··· Given data

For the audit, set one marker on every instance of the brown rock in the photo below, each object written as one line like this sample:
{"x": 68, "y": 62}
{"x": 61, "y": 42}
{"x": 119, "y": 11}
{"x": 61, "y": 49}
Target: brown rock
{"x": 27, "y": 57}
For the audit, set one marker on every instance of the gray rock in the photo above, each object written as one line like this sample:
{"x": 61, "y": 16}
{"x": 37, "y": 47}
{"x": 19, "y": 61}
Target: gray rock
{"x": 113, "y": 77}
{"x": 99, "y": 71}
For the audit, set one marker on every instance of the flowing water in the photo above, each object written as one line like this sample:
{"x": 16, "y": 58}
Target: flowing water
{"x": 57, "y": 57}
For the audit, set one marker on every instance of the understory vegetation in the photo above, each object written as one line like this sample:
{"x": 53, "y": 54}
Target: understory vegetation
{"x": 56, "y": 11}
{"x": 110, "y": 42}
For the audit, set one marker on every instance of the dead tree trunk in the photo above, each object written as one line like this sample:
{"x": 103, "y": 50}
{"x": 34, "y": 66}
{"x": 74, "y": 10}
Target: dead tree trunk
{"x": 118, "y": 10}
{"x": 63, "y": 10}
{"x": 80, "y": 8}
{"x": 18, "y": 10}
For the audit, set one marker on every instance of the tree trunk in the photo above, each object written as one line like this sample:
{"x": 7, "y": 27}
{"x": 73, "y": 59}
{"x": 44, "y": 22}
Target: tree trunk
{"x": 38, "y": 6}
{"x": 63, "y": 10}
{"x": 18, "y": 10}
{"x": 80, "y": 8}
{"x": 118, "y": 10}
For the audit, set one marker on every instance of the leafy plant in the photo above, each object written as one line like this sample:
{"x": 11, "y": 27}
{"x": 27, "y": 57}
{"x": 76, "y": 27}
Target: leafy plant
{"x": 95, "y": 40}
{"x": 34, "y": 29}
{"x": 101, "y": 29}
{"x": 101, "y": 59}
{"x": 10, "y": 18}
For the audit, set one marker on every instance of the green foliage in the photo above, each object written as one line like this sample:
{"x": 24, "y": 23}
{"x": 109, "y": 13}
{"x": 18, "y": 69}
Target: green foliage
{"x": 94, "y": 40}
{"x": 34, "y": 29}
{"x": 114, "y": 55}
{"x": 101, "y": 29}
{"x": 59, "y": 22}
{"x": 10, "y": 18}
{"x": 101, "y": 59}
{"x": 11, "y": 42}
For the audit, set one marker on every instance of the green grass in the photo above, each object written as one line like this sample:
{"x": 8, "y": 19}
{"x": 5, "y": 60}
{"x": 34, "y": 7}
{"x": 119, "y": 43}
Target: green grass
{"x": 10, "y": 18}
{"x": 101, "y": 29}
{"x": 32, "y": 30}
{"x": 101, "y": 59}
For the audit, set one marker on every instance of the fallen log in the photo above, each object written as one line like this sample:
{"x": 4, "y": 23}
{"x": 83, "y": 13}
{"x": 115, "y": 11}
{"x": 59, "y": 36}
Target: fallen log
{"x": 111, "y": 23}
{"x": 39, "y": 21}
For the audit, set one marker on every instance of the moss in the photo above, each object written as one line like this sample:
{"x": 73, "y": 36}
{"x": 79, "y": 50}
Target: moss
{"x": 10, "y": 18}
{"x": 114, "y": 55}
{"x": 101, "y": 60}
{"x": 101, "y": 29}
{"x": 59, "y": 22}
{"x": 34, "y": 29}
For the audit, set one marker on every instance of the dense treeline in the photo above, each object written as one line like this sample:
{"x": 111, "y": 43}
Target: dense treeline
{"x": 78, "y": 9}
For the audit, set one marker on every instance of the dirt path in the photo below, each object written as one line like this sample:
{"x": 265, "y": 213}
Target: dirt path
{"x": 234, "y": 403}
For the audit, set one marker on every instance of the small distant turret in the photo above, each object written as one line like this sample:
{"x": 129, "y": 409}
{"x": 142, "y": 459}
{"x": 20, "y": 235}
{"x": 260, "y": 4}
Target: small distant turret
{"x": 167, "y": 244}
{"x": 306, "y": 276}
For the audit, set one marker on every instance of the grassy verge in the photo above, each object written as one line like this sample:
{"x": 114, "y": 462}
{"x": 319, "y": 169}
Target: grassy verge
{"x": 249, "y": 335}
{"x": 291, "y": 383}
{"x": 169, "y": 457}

······

== Task prompt ==
Please restate, word for word, the lines of the entries that run from the first line through the one holding "of the tree", and add nothing.

== Expected answer ==
For the audit, set one marker on every instance of the brown rock in the photo below, each object written as one line like this sample:
{"x": 68, "y": 62}
{"x": 61, "y": 42}
{"x": 119, "y": 11}
{"x": 61, "y": 49}
Target: brown rock
{"x": 27, "y": 57}
For the audit, set one marker on every instance of the gray rock in the photo above, each object written as one line like this sample:
{"x": 61, "y": 16}
{"x": 37, "y": 47}
{"x": 19, "y": 61}
Target: gray rock
{"x": 113, "y": 77}
{"x": 99, "y": 71}
For the audit, set one marker on every instance of the flowing water in the photo above, each object written as one line like this sample:
{"x": 16, "y": 58}
Target: flowing water
{"x": 57, "y": 57}
For the audit, set one marker on every instance of the understory vegetation in the photo above, each object written as one line like this sample:
{"x": 53, "y": 54}
Target: understory vegetation
{"x": 56, "y": 11}
{"x": 110, "y": 42}
For the audit, set one marker on every instance of the dead tree trunk in the photo above, each object written as one line like this sample:
{"x": 103, "y": 50}
{"x": 34, "y": 66}
{"x": 74, "y": 10}
Target: dead tree trunk
{"x": 118, "y": 10}
{"x": 63, "y": 10}
{"x": 80, "y": 8}
{"x": 18, "y": 10}
For the audit, set one marker on every instance of the tree trunk in the photo above, each object written as one line like this sample:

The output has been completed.